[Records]
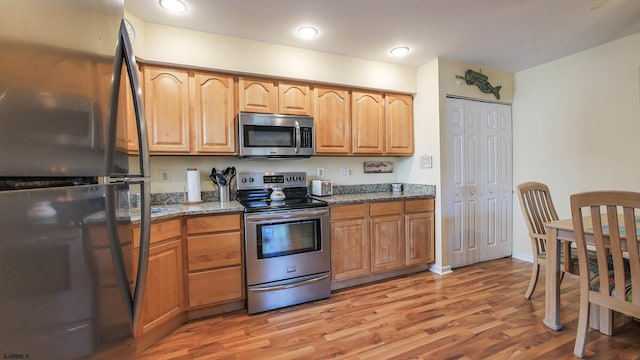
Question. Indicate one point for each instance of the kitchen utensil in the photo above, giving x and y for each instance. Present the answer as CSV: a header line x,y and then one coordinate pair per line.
x,y
277,194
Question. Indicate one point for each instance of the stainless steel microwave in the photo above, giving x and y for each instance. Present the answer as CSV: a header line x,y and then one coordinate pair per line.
x,y
275,135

#### What you will do:
Take the lines from the one containing "Question. Indicate one point for each instance of the stainless" through the end of the material and copy them out again, replacing "microwave" with "toaster oven" and changing nothing else.

#### Result of the task:
Question. Indicate one point for each instance of the stainless steel toaster oven in the photo above, giving x and y for each instance. Present the answer as CSV: a header line x,y and then one coordinate pair per line.
x,y
275,135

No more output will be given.